* _Отрывок со страницы_
----------------------------------------
Алексея Ивановича уже давно нет с нами. А Лида Графова, слава богу, жива, здорова и с прежней силой привержена духу свободы, гуманизма, справедливости… Сегодня она известная в стране и за её пределами журналистка, видная общественная деятельница, которая стоит во главе всероссийской общественной организации оппозиционной направленности, заботящейся о поддержке миллионов граждан бывшего СССР, чей гражданский статус пострадал в результате распада страны. И это означает, что звонок её Кондратовичу 6 июля 1967 года не был случайностью.

 

Речь же у них шла о публикации в «Комсомольской правде», коей я в ту пору имел честь быть главным редактором, статьи двух правдистов (подзабытый уже термин), Лена Карпинского и Фёдора Бурлацкого, «На пути к премьере».

 

К тому, что случилось с этой статьей и со всеми причастными к её появлению в печати, Кондратович возвращается ещё не раз.

 

«На отдалении времени, – записывает он спустя несколько лет, – этот эпизод идеологической жизни может показаться ерундовым, мелким. В “Комсомольской правде” появилась статья о театре. Никакого якобинства в ней не было. Авторы статьи, кстати, достаточно умеренные люди…

 

И вот они сочинили некую статью, в которой попытались сказать, что отдельным театрам и некоторым постановкам вредит неквалифицированное вмешательство, чрезмерная опека и администрирование… А эпизод был такой, о котором говорили всё лето 67 года. Взрыв, Карпинского сняли, Бурлацкого тоже, слухи утверждали, что снят и завотделом литературы Щербаков… полетел и главный редактор Панкин. В общем, шум невероятнейший.
----------------------------------------
* _Выдержки из записей_
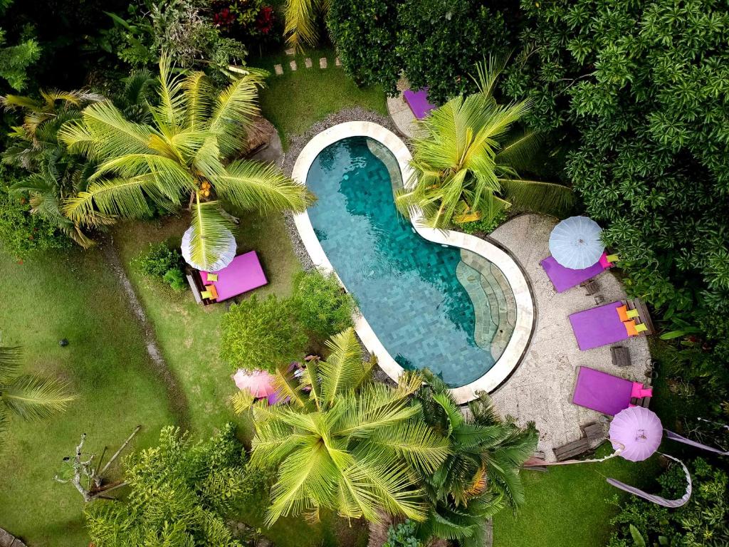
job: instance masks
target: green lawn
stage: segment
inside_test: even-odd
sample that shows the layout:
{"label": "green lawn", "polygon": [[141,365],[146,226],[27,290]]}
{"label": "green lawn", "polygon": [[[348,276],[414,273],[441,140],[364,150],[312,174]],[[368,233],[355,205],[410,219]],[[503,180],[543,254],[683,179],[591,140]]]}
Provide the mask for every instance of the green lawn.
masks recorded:
{"label": "green lawn", "polygon": [[[202,306],[190,291],[176,293],[165,284],[145,277],[131,267],[133,258],[149,243],[168,240],[179,247],[189,226],[187,217],[168,217],[160,221],[129,222],[117,227],[114,240],[137,295],[152,322],[165,360],[182,384],[190,406],[191,427],[199,435],[209,435],[221,424],[233,419],[227,398],[235,391],[234,372],[220,360],[219,327],[225,304]],[[246,214],[237,231],[238,251],[258,252],[269,284],[251,294],[271,292],[286,295],[299,268],[283,218]]]}
{"label": "green lawn", "polygon": [[[609,445],[598,457],[610,454]],[[650,489],[659,471],[658,459],[633,463],[620,457],[600,463],[552,466],[549,472],[523,470],[526,502],[515,516],[503,511],[494,519],[494,547],[599,547],[610,536],[610,519],[617,513],[611,503],[625,497],[608,484],[607,477]]]}
{"label": "green lawn", "polygon": [[[311,58],[313,66],[305,68],[304,59]],[[319,60],[326,57],[328,68],[319,68]],[[298,69],[292,72],[289,63],[295,59]],[[271,75],[267,88],[261,92],[263,115],[276,125],[284,144],[288,147],[288,136],[308,129],[314,122],[325,118],[343,108],[362,106],[383,115],[387,114],[385,93],[379,87],[359,88],[344,74],[341,66],[334,64],[332,50],[307,51],[295,56],[284,54],[259,59],[249,59],[254,66],[265,69]],[[284,74],[276,76],[273,66],[281,63]]]}
{"label": "green lawn", "polygon": [[134,446],[148,445],[174,418],[100,252],[72,249],[22,264],[0,254],[0,271],[3,342],[24,346],[24,371],[63,378],[78,395],[54,419],[12,420],[0,449],[0,526],[33,547],[86,545],[80,494],[53,481],[61,458],[82,432],[89,451],[100,454],[137,424],[144,428]]}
----------------------------------------
* _Задание A_
Перечислите все фамилии людей, которые упоминаются в отрывке о статье «На пути к премьере».
* _Задание B_
Продолжите отрывок о статье «На пути к премьере», начав сразу после его последнего предложения.
Записи взяты из другого источника.

* _Результат выполнения A_
Графова, Кондратович, Карпинский, Бурлацкий, Щербаков, Панкин.

* _Результат выполнения B_
 

Я рассказал А.Т. о снятии Карпинского и Бурлацкого.

 

А.Т. спросил, о чём у них были статьи. Потом:

 

– Как у нас хотят, чтобы люди не думали. Не думали. Как будто это возможно.

 

Что касается содержания статьи, то, как отмечает Кондратович, руководство страны (а в дело действительно вовлеклись и Фурцева, тогда министр Культуры, и Суслов, и Брежнев, которых представлять не надо) увидело в ней ни больше ни меньше – покушение на священное право партии, провозглашённое ещё Лениным, руководить – читай, командовать – литературой и искусством. Смертельный грех.

 

Что касается обрушившихся кар, то они отражали дух наступившего времени Брежнева, с его нелюбовью к крайностям. Из «Правды» Карпинского и Бурлацкого убрали. Но первого отправили при этом в «Известия», а второго во Всесоюзный институт социологии (ИКСИ АН СССР), созданный и руководимый академиком Алексеем Матвеичевым Румянцевым, который годом раньше и сам пострадал, будучи уволен с поста главного редактора «Правды» за написанную им статью – опять же, о положении в литературе. Под доброй рукой Румянцева институт превращался в отстойник для проштрафившихся идеологически.

 

Щербаков был освобождён от должности редактора отдела литературы, но назначен на вновь созданную должность обозревателя «Комсомолки», равноценную той, что обрёл в «Известиях» Карпинский.

 

Панкину, то есть автору этих строк, в последнюю минуту, благодаря манёврам тогдашнего главы отдела пропаганды ЦК КПСС Яковлева (А.Н., как его стали звать в эпоху перестройки), увольнение заменили строгим выговором.

 

Стоит уточнить и то, как попала статья в «Комсомолку». На самом деле Лен её принёс к нам после того, как её отвергли сначала в «Правде», потом в «Литературке», где амбивалентный Чаковский сказал:

 

– Вот если бы сразу нам принеcли, тогда бы другое дело. А после отказа «Правды» не можем.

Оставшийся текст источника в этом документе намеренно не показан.